● **What is expected**: Which lines run from the one containing "target | textured coverlet" to the end of the entries? Quote them exactly, and nothing else.

(Recorded data)
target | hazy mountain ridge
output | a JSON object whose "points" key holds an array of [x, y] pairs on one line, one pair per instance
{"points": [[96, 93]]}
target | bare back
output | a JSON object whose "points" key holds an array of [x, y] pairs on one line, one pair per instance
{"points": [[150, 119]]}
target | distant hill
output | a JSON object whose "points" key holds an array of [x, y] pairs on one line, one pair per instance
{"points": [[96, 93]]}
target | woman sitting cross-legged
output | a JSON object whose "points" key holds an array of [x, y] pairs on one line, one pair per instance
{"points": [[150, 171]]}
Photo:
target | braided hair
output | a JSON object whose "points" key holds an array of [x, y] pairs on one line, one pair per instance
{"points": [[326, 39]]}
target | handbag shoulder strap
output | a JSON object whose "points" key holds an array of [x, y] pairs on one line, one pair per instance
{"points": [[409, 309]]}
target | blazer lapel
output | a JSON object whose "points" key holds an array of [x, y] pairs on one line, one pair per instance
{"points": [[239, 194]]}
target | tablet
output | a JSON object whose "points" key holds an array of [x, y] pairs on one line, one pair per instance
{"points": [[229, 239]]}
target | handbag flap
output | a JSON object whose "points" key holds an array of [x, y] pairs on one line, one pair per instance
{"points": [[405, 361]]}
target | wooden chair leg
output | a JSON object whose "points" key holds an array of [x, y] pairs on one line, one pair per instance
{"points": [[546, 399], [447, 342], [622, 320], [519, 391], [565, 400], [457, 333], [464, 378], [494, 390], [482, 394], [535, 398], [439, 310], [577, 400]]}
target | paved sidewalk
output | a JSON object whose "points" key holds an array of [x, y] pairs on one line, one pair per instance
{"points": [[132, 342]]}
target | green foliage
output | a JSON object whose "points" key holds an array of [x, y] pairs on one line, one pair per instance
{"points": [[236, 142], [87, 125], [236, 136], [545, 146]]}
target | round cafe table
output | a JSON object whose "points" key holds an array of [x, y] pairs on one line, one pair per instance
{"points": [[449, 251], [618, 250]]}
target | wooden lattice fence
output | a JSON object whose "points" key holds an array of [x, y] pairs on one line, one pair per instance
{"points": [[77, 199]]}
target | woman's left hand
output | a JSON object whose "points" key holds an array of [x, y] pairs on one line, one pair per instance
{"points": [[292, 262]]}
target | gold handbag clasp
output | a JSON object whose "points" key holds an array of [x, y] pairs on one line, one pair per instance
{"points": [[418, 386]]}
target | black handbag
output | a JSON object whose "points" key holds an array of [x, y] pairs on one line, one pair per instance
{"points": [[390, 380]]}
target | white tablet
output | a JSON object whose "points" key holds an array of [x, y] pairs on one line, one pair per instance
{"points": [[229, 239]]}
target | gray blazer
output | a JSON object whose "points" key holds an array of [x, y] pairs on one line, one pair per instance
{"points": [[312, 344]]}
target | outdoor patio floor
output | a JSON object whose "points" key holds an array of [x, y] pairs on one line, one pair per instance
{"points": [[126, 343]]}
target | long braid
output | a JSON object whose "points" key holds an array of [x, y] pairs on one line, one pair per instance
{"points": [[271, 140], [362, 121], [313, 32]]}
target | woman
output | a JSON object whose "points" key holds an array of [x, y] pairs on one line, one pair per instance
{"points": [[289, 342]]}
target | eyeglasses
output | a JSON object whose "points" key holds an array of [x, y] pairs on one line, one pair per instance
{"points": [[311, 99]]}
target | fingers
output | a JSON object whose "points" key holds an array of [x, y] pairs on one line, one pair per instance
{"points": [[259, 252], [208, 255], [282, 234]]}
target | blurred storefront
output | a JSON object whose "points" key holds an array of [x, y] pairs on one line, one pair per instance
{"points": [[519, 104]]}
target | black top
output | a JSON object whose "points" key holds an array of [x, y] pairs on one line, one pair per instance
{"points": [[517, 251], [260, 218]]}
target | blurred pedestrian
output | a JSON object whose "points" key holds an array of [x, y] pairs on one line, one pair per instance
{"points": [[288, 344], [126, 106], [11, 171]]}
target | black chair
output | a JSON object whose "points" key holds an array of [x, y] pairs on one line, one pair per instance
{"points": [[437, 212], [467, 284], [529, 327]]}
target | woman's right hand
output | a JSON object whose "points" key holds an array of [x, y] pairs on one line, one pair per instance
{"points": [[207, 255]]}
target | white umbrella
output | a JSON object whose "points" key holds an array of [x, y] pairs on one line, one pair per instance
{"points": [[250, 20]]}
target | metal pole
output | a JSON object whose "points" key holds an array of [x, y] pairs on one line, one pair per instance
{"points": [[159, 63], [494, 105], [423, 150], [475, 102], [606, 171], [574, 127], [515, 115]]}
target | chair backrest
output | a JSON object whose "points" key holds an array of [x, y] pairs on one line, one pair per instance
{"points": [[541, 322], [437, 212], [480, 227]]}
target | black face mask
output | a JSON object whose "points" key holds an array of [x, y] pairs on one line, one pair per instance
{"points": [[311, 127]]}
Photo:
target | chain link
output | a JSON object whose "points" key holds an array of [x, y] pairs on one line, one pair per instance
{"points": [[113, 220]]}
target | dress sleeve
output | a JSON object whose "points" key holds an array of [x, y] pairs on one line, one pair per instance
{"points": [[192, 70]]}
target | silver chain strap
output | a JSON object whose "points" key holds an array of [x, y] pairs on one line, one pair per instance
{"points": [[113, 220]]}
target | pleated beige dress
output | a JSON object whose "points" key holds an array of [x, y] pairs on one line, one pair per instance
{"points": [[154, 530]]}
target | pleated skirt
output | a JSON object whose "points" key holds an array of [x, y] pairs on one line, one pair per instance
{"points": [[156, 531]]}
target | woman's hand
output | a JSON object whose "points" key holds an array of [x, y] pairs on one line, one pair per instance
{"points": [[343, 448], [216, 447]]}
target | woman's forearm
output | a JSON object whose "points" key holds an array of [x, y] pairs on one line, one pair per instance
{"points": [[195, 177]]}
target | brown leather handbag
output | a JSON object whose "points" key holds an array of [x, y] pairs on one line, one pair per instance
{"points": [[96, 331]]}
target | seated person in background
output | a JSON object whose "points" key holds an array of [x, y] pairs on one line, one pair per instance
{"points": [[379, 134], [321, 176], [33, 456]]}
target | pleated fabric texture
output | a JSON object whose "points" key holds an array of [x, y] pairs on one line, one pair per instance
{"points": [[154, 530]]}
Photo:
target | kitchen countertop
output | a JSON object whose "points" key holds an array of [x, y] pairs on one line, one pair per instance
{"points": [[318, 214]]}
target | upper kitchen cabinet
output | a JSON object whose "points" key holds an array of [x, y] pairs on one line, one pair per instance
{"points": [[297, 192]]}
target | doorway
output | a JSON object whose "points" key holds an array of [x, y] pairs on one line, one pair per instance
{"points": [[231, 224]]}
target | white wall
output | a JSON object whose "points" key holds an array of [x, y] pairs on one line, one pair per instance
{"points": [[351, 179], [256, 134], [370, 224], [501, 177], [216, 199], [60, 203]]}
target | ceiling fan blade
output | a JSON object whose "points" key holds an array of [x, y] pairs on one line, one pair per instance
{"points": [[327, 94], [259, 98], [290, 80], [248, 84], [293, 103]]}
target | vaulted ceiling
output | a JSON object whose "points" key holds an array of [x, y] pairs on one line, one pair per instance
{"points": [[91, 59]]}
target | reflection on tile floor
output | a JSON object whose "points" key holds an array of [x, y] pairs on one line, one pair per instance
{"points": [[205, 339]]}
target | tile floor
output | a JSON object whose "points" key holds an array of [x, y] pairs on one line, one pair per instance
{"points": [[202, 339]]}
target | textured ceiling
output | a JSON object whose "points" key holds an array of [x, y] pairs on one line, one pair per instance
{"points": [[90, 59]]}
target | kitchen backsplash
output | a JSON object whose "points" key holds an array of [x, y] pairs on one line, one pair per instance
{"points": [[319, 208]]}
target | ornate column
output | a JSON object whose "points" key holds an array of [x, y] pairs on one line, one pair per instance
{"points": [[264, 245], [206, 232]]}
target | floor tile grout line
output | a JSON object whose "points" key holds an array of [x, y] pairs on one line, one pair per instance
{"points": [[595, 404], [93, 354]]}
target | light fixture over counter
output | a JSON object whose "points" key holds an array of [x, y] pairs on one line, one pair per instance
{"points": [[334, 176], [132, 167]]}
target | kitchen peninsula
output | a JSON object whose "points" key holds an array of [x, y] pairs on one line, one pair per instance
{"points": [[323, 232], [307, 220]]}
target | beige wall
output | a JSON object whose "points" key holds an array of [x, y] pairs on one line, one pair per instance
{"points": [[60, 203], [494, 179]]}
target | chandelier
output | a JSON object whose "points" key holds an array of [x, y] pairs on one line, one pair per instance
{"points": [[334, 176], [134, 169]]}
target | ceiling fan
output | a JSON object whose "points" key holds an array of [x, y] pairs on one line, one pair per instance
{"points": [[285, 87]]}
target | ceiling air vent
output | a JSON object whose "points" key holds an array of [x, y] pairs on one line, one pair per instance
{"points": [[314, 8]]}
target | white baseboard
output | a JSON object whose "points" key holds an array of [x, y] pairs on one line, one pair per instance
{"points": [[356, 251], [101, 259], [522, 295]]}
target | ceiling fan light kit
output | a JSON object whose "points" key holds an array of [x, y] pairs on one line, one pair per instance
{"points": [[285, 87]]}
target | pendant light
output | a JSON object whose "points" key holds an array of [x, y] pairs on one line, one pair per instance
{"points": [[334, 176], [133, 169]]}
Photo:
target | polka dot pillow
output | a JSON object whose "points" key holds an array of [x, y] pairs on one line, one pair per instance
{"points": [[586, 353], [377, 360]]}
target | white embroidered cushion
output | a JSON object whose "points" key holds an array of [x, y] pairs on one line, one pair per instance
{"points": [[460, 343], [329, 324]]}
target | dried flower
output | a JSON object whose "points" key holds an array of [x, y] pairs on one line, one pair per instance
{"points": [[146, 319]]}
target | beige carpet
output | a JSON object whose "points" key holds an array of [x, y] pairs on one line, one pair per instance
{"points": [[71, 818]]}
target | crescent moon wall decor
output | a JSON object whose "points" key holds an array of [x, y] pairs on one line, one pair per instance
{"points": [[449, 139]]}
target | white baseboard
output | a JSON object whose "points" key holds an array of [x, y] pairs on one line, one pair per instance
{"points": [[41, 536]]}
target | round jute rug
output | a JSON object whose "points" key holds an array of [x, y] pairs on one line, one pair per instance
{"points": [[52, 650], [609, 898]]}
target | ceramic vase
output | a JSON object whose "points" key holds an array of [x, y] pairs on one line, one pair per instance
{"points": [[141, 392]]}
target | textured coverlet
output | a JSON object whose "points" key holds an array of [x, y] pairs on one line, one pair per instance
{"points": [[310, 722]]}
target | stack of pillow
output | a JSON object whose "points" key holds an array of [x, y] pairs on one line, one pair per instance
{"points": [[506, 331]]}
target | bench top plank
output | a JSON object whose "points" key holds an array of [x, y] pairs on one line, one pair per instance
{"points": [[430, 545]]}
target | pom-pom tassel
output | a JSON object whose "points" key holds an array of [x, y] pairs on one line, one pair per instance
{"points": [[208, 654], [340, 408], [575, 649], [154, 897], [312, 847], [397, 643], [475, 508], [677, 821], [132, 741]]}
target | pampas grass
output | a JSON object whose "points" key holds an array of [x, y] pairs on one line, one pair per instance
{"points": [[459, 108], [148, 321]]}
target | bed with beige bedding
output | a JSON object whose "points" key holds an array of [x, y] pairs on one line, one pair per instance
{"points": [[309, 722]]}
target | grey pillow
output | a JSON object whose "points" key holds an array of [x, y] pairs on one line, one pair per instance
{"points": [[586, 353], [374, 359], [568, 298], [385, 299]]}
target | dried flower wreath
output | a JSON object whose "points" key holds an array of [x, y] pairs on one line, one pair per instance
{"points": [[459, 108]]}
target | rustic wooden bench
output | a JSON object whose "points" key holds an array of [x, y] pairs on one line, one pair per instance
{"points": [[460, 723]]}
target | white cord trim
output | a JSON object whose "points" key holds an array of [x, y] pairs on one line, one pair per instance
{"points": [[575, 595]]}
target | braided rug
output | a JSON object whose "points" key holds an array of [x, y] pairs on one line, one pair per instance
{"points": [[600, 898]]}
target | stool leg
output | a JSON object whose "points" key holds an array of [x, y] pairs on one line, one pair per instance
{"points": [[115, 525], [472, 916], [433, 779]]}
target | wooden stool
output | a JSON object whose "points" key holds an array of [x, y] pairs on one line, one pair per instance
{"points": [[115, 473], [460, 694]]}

● **Correct output**:
target | textured coverlet
output | a JSON object whose "points" key holds an array of [x, y] pairs on one line, one pair per instance
{"points": [[310, 722]]}
target | stack of pillow
output | a JSON object whose "points" key holds an array of [x, y] pairs on one line, one pair per instance
{"points": [[506, 331]]}
target | bench top plank
output | a JSON object whose "points" key holds an array of [x, y] pairs on one line, one pair per instance
{"points": [[430, 545]]}
target | pom-pom tassel
output | a JSON object whose "points" key holds an array of [x, y] pairs on one line, one pair per instance
{"points": [[208, 654], [340, 408], [575, 649], [154, 897], [312, 847], [397, 643], [475, 508], [677, 821], [132, 741]]}
target | pampas grass
output | a JSON object whose "points" key holds an array of [x, y] pairs on one line, one pair per instance
{"points": [[459, 108], [148, 321]]}
target | bed with beige bedding
output | a JSON object whose "points" key holds an array of [x, y] pairs on one line, one pair per instance
{"points": [[309, 722]]}
target | grey pillow
output | a JSON object whose "points" key holds an array of [x, y] pairs on one line, one pair per instance
{"points": [[586, 353], [374, 359], [568, 298], [385, 299]]}
target | dried flower wreath
output | a JSON object whose "points" key holds an array of [x, y] pairs on one line, one pair per instance
{"points": [[459, 108]]}
target | rustic wooden bench
output | a JSON object whose "points" key holds an array of [x, y] pairs on one line, one pair per instance
{"points": [[460, 723]]}
target | white cord trim
output | a JSON object whose "points" key holds an array of [x, y] pairs on one line, one pair per instance
{"points": [[575, 595]]}
target | braided rug
output | a JSON object whose "points" key holds an array of [x, y] pairs on one line, one pair per instance
{"points": [[600, 898]]}
target | stool leg
output | a JSON object whose "points" key holds an array of [x, y] pairs on one line, one pair per instance
{"points": [[115, 525], [472, 916], [433, 779]]}
target | wooden stool
output | a JSON object whose "points" key holds an array of [x, y] pairs on one line, one pair per instance
{"points": [[115, 473], [460, 694]]}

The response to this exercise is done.